- Opening Delimiter -
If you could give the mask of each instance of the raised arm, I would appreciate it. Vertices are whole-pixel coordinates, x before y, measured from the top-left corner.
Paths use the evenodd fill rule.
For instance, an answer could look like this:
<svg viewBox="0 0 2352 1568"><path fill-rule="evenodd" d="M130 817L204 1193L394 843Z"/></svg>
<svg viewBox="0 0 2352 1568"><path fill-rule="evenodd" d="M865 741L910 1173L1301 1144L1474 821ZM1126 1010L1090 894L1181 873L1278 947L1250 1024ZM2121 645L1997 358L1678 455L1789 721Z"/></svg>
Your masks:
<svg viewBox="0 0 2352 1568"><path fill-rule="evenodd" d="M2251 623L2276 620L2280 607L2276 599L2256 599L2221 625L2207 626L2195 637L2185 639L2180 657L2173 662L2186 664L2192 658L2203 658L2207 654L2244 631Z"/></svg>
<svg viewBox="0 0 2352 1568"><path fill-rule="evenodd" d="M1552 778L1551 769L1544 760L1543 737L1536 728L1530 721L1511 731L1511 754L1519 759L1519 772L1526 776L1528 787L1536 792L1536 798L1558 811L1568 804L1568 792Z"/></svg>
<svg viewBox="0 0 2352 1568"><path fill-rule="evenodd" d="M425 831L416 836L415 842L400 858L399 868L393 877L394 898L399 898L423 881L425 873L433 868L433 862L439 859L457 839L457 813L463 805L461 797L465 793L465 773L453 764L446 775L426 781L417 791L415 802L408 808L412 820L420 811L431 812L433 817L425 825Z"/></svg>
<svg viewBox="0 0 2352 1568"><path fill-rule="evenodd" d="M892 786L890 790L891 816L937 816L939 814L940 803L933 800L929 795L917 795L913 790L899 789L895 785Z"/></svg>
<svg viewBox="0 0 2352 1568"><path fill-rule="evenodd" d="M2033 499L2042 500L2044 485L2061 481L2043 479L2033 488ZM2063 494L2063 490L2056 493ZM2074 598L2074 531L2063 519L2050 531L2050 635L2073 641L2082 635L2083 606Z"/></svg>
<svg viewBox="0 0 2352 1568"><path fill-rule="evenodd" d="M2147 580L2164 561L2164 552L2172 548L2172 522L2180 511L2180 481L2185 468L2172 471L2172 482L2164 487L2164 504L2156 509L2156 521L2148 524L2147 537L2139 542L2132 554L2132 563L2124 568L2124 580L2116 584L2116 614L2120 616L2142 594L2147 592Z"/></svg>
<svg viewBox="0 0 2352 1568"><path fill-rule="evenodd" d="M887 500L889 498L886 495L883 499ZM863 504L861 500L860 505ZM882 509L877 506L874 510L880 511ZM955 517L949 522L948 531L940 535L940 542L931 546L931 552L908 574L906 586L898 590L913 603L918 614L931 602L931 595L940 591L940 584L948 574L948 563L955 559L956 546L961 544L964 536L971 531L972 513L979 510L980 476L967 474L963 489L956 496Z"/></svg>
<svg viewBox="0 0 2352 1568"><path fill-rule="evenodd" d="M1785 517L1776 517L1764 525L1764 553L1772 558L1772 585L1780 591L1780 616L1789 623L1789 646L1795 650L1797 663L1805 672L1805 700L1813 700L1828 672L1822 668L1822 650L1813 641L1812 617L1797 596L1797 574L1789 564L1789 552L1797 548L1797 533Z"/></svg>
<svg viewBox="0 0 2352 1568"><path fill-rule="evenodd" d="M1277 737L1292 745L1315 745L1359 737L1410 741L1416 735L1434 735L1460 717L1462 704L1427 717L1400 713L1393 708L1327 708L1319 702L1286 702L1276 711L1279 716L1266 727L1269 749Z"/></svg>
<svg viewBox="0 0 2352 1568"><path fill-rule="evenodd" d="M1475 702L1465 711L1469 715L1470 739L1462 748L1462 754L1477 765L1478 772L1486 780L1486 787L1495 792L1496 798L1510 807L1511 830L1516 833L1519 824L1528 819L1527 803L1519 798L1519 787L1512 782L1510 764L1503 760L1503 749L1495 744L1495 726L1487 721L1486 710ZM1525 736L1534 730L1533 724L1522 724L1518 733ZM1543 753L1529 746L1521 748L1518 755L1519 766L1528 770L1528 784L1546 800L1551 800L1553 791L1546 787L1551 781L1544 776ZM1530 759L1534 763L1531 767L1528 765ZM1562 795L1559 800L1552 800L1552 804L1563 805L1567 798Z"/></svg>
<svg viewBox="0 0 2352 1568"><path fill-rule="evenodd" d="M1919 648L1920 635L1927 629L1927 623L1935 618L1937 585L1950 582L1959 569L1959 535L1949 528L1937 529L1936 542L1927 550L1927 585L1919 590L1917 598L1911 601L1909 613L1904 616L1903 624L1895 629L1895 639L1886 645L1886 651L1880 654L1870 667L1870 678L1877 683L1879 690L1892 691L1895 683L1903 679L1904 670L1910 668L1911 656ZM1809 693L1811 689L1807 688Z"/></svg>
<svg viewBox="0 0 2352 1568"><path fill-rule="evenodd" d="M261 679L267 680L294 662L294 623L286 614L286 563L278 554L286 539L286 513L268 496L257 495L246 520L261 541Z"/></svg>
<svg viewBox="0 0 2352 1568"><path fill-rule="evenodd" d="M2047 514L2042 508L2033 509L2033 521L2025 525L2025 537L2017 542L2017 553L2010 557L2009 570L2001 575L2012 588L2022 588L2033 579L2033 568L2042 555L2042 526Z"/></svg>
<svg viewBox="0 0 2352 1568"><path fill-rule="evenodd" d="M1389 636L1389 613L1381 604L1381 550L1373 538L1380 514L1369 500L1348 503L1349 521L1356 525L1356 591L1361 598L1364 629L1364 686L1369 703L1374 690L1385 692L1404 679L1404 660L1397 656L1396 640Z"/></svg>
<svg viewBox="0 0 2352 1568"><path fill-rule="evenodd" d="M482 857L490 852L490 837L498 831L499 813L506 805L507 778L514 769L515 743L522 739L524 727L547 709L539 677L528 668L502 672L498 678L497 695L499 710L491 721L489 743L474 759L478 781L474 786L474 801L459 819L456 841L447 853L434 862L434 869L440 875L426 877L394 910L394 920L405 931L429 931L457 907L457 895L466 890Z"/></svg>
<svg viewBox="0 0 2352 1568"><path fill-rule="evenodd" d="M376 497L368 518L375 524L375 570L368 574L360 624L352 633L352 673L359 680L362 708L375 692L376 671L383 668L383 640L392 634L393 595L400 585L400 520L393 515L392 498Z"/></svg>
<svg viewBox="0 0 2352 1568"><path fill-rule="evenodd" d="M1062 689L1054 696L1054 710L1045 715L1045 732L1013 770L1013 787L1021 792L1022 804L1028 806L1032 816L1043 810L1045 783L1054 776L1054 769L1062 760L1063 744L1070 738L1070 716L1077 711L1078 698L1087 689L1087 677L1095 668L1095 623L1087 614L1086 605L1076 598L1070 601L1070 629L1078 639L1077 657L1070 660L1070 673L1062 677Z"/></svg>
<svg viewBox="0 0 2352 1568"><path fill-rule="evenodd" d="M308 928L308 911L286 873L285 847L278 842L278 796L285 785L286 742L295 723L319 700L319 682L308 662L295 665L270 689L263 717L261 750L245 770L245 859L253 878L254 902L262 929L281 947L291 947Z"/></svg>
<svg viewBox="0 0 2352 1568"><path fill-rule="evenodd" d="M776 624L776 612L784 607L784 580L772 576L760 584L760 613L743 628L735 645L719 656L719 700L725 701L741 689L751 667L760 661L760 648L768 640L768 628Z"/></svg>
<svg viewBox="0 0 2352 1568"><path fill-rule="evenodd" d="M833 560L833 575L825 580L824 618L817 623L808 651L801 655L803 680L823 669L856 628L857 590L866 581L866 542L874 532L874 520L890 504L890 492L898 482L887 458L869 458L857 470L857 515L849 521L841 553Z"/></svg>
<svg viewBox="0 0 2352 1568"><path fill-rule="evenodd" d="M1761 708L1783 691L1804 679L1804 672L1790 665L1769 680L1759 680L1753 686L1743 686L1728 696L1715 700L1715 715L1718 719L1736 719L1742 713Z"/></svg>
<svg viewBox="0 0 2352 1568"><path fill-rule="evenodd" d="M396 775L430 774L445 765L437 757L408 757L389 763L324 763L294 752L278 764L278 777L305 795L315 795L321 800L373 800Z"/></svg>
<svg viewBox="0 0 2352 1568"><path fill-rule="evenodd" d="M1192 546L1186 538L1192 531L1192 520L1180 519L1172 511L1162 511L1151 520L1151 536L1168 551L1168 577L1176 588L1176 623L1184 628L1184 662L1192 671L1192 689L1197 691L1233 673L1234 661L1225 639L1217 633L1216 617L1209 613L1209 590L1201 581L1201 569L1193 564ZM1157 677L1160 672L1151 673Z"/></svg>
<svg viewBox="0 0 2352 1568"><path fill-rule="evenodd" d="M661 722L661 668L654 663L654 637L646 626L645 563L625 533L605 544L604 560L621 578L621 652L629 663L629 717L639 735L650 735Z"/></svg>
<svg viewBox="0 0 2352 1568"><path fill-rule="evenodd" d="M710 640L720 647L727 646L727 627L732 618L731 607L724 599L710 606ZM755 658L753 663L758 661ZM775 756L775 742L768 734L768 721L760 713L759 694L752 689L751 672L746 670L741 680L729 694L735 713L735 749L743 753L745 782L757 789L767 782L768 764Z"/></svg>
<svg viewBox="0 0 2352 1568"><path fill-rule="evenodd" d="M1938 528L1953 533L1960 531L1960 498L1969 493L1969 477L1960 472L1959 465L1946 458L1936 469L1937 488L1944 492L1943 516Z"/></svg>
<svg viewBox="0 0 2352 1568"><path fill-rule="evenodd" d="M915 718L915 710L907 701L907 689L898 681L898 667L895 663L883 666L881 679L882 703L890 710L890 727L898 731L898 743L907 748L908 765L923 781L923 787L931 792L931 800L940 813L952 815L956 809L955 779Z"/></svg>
- Closing Delimiter -
EXERCISE DETAILS:
Working through the data above, find every line holding "could" and copy it.

WRITTEN REPLY:
If you could give the mask of each instance of the raised arm, I would appreciate it. Vertices are whole-pixel coordinates, x before y, measured from the top-left corner.
For instance, an answer could look like this:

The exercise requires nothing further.